Stated goal:
Reproduce every line of the records below verbatim, omitting the pictures.

[Data records]
────────────────────

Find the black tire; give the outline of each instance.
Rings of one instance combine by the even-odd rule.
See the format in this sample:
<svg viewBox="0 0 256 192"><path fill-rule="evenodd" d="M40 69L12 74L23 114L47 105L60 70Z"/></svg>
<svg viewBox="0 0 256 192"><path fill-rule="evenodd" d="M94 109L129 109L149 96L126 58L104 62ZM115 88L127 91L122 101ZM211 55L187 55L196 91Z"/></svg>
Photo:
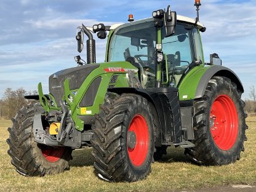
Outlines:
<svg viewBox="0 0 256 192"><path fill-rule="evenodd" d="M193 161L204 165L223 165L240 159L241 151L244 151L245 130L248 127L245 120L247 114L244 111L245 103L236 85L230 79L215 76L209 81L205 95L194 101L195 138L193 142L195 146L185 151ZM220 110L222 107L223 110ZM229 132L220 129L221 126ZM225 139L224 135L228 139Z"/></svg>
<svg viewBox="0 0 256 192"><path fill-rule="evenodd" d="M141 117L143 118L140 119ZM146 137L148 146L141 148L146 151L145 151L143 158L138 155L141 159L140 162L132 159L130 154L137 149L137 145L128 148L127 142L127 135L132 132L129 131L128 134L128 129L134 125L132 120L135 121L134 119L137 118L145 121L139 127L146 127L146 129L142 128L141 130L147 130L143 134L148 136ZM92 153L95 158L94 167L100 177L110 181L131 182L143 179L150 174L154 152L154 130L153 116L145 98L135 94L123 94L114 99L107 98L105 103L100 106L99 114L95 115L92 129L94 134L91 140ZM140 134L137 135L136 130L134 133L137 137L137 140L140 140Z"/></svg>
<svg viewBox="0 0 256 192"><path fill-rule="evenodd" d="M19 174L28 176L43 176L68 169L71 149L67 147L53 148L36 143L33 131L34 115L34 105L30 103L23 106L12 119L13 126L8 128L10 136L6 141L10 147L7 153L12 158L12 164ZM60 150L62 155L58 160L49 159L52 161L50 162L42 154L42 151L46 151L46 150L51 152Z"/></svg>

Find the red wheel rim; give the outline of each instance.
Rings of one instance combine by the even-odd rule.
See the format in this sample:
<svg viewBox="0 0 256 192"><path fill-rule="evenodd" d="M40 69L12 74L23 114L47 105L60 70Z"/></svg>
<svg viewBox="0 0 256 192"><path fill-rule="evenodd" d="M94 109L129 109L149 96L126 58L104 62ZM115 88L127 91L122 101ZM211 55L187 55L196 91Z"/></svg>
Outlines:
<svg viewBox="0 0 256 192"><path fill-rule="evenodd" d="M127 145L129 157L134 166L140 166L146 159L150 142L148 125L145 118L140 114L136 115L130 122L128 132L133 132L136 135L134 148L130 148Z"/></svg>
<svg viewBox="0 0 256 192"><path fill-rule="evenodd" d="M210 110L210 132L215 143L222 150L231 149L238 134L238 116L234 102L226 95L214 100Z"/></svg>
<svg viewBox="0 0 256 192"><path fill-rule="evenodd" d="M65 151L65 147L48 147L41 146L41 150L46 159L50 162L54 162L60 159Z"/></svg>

────────────────────

Task response:
Find the black tire; give the outline of each instance.
Rings of one instance combine by the even-odd rule.
See the format in this sample:
<svg viewBox="0 0 256 192"><path fill-rule="evenodd" d="M40 69L12 74L23 114L47 105L60 70Z"/></svg>
<svg viewBox="0 0 256 192"><path fill-rule="evenodd" d="M94 109L129 109L149 96L126 58L104 62ZM115 88L127 91L122 101ZM211 55L187 55L196 91Z"/></svg>
Photo:
Outlines:
<svg viewBox="0 0 256 192"><path fill-rule="evenodd" d="M193 161L204 165L223 165L240 159L241 151L244 151L245 130L248 127L245 120L247 114L244 111L245 103L236 85L230 79L215 76L209 81L205 95L194 101L195 138L193 142L195 146L185 151ZM220 110L222 107L223 110ZM229 132L220 129L221 126ZM225 139L224 135L228 139Z"/></svg>
<svg viewBox="0 0 256 192"><path fill-rule="evenodd" d="M141 117L143 118L140 119ZM146 137L148 146L141 148L146 151L145 151L143 158L138 155L141 159L140 162L132 159L130 154L137 149L137 145L128 148L127 142L127 135L132 132L129 131L128 134L128 129L134 125L132 120L135 121L134 119L137 118L145 121L139 127L146 127L146 129L142 128L141 130L147 130L143 134L148 136ZM92 153L95 158L94 167L100 177L110 181L131 182L143 179L150 174L154 152L154 130L153 116L145 98L135 94L123 94L114 99L107 98L105 103L100 106L99 114L95 115L92 129L94 134L91 140ZM140 134L137 135L136 130L134 133L137 137L137 140L140 140Z"/></svg>
<svg viewBox="0 0 256 192"><path fill-rule="evenodd" d="M19 174L28 176L43 176L68 169L71 149L67 147L53 148L36 143L33 131L34 115L34 105L30 103L23 106L12 119L13 126L8 128L10 136L6 141L10 147L7 153L12 158L12 164ZM60 150L62 155L58 160L49 159L52 161L50 162L42 154L42 151L46 151L46 150L51 152Z"/></svg>

Find the red wheel rim; give the outline of each instance.
Rings of one instance combine by the even-odd rule.
See the format in this sample:
<svg viewBox="0 0 256 192"><path fill-rule="evenodd" d="M40 69L12 74L23 114L47 105L60 70Z"/></svg>
<svg viewBox="0 0 256 192"><path fill-rule="evenodd" d="M94 109L129 109L149 96L126 58L104 62ZM115 88L127 91L122 101ZM211 55L187 55L196 91Z"/></svg>
Outlines:
<svg viewBox="0 0 256 192"><path fill-rule="evenodd" d="M127 145L129 157L134 166L140 166L146 159L150 142L148 125L145 118L140 114L136 115L130 122L128 132L133 132L136 135L134 148L130 148Z"/></svg>
<svg viewBox="0 0 256 192"><path fill-rule="evenodd" d="M210 110L210 132L215 143L222 150L231 149L238 134L238 116L234 102L226 95L214 100Z"/></svg>
<svg viewBox="0 0 256 192"><path fill-rule="evenodd" d="M65 151L65 147L48 147L41 146L41 150L46 159L50 162L54 162L60 159Z"/></svg>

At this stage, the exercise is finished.